VQAScore (Lin et al., 2024) simplifies this further by asking a single VQA model a direct yes/no question: "Does this image show [prompt]?" and using the model's confidence for "Yes" as a score between 0 and 1. While less fine-grained than TIFA, VQAScore is more robust because it does not rely on prompt decomposition and is directly validated against human preference data. VQAScore correlates better with human judgments of prompt adherence than CLIP Score on challenging compositional prompts.

DrawBench and PartiPrompts: Rather than metrics, these are curated prompt sets designed to stress-test specific model capabilities. DrawBench contains 200 diverse prompts spanning abstract concepts, specific objects, spatial relationships, and styles. PartiPrompts (partioned ImageNet prompts) covers 600 prompts organized into three difficulty levels: type I (basic object presence), type II (fine-grained attributes and counts), and type III (rare combinations and complex spatial relations). Models are ranked using human A/B preference testing on these prompt sets, providing a clearer picture of failure modes.

GenEval (Ghosh et al., 2023) provides an automated benchmark that generates images from highly structured prompts (object type, color, count, spatial position) and uses object detectors and instance segmentation to verify whether the generated image matches the specification. For example, given a prompt "a red car and two blue cars," GenEval uses YOLO to detect cars, classifies their colors using a fine-grained color classifier, counts instances, and verifies spatial relations (if specified). This is more precise than VQA but requires translation of natural language prompts into structured specifications.

# [PARTS OF THE EXERCISE]
**a.** Write out the passage from the evaluation-benchmarks text, from "GenEval (Ghosh et" to "into structured specifications.".
**b.** According to the evaluation-benchmarks text, why is VQAScore more robust than TIFA?

# [RAW RECORDS]
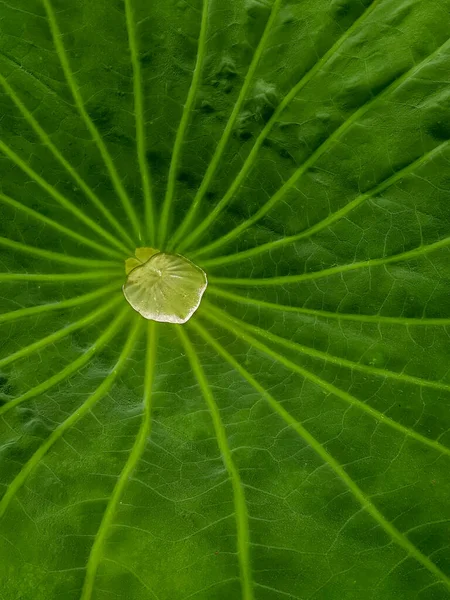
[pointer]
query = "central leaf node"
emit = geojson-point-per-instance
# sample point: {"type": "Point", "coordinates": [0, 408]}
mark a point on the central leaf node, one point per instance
{"type": "Point", "coordinates": [163, 287]}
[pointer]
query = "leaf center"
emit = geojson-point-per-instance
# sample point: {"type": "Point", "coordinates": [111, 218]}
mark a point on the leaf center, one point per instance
{"type": "Point", "coordinates": [163, 287]}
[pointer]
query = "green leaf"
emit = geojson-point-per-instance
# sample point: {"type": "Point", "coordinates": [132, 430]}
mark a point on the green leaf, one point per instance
{"type": "Point", "coordinates": [291, 440]}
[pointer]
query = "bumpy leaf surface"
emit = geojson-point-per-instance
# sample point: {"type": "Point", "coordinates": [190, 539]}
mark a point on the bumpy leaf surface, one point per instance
{"type": "Point", "coordinates": [292, 439]}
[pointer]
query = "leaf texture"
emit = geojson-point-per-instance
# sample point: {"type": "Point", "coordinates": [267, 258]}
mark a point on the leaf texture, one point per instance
{"type": "Point", "coordinates": [291, 440]}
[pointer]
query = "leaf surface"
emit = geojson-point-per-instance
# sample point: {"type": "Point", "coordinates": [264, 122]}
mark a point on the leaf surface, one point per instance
{"type": "Point", "coordinates": [291, 440]}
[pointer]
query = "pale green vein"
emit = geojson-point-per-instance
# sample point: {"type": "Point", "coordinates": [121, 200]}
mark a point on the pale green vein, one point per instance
{"type": "Point", "coordinates": [71, 302]}
{"type": "Point", "coordinates": [54, 277]}
{"type": "Point", "coordinates": [57, 256]}
{"type": "Point", "coordinates": [62, 333]}
{"type": "Point", "coordinates": [62, 200]}
{"type": "Point", "coordinates": [118, 185]}
{"type": "Point", "coordinates": [185, 117]}
{"type": "Point", "coordinates": [332, 218]}
{"type": "Point", "coordinates": [80, 412]}
{"type": "Point", "coordinates": [72, 367]}
{"type": "Point", "coordinates": [227, 323]}
{"type": "Point", "coordinates": [363, 264]}
{"type": "Point", "coordinates": [243, 537]}
{"type": "Point", "coordinates": [139, 445]}
{"type": "Point", "coordinates": [212, 167]}
{"type": "Point", "coordinates": [324, 147]}
{"type": "Point", "coordinates": [324, 314]}
{"type": "Point", "coordinates": [66, 164]}
{"type": "Point", "coordinates": [61, 228]}
{"type": "Point", "coordinates": [321, 451]}
{"type": "Point", "coordinates": [250, 160]}
{"type": "Point", "coordinates": [140, 127]}
{"type": "Point", "coordinates": [336, 360]}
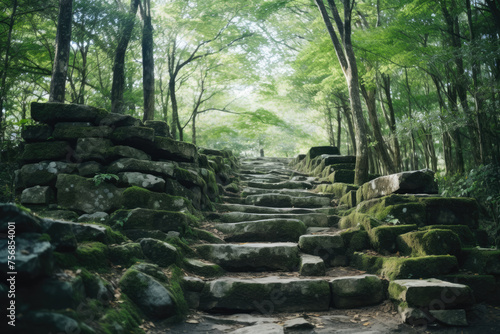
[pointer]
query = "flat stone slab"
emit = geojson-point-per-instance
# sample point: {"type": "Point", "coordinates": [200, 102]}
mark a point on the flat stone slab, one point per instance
{"type": "Point", "coordinates": [265, 295]}
{"type": "Point", "coordinates": [274, 230]}
{"type": "Point", "coordinates": [287, 201]}
{"type": "Point", "coordinates": [311, 219]}
{"type": "Point", "coordinates": [431, 293]}
{"type": "Point", "coordinates": [247, 191]}
{"type": "Point", "coordinates": [311, 265]}
{"type": "Point", "coordinates": [357, 291]}
{"type": "Point", "coordinates": [253, 256]}
{"type": "Point", "coordinates": [281, 185]}
{"type": "Point", "coordinates": [412, 182]}
{"type": "Point", "coordinates": [261, 209]}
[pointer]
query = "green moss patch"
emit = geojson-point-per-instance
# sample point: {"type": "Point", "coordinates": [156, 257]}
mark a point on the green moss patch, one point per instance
{"type": "Point", "coordinates": [431, 242]}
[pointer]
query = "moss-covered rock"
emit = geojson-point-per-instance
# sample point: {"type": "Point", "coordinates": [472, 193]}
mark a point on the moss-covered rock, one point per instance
{"type": "Point", "coordinates": [169, 149]}
{"type": "Point", "coordinates": [92, 255]}
{"type": "Point", "coordinates": [402, 268]}
{"type": "Point", "coordinates": [81, 194]}
{"type": "Point", "coordinates": [481, 260]}
{"type": "Point", "coordinates": [357, 291]}
{"type": "Point", "coordinates": [159, 252]}
{"type": "Point", "coordinates": [54, 150]}
{"type": "Point", "coordinates": [152, 297]}
{"type": "Point", "coordinates": [464, 233]}
{"type": "Point", "coordinates": [431, 242]}
{"type": "Point", "coordinates": [383, 238]}
{"type": "Point", "coordinates": [125, 254]}
{"type": "Point", "coordinates": [53, 112]}
{"type": "Point", "coordinates": [263, 230]}
{"type": "Point", "coordinates": [137, 197]}
{"type": "Point", "coordinates": [201, 268]}
{"type": "Point", "coordinates": [161, 220]}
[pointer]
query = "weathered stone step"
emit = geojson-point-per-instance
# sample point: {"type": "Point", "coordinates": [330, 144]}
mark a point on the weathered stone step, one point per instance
{"type": "Point", "coordinates": [284, 201]}
{"type": "Point", "coordinates": [309, 219]}
{"type": "Point", "coordinates": [275, 294]}
{"type": "Point", "coordinates": [265, 295]}
{"type": "Point", "coordinates": [274, 230]}
{"type": "Point", "coordinates": [262, 209]}
{"type": "Point", "coordinates": [283, 256]}
{"type": "Point", "coordinates": [281, 185]}
{"type": "Point", "coordinates": [248, 191]}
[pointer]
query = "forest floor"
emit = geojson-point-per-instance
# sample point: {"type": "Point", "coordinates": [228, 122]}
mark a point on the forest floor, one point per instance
{"type": "Point", "coordinates": [383, 318]}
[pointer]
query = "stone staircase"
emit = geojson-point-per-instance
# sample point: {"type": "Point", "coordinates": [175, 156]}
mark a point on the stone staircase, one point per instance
{"type": "Point", "coordinates": [282, 247]}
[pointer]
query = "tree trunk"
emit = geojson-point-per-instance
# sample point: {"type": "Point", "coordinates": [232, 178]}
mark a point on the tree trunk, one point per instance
{"type": "Point", "coordinates": [381, 148]}
{"type": "Point", "coordinates": [61, 59]}
{"type": "Point", "coordinates": [193, 128]}
{"type": "Point", "coordinates": [118, 85]}
{"type": "Point", "coordinates": [347, 59]}
{"type": "Point", "coordinates": [3, 92]}
{"type": "Point", "coordinates": [148, 64]}
{"type": "Point", "coordinates": [386, 79]}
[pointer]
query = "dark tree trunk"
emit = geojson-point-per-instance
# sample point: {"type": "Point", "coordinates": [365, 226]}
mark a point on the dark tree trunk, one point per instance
{"type": "Point", "coordinates": [118, 85]}
{"type": "Point", "coordinates": [347, 59]}
{"type": "Point", "coordinates": [61, 59]}
{"type": "Point", "coordinates": [3, 89]}
{"type": "Point", "coordinates": [148, 64]}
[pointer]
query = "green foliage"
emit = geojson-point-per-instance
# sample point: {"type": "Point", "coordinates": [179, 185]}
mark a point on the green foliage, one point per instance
{"type": "Point", "coordinates": [99, 178]}
{"type": "Point", "coordinates": [483, 184]}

# [TASK-BY-TASK SOLUTIONS]
**a.**
GenEval (Ghosh et al., 2023) provides an automated benchmark that generates images from highly structured prompts (object type, color, count, spatial position) and uses object detectors and instance segmentation to verify whether the generated image matches the specification. For example, given a prompt "a red car and two blue cars," GenEval uses YOLO to detect cars, classifies their colors using a fine-grained color classifier, counts instances, and verifies spatial relations (if specified). This is more precise than VQA but requires translation of natural language prompts into structured specifications.

**b.** VQAScore does not depend on breaking the prompt into parts. It is also validated directly against human preference data.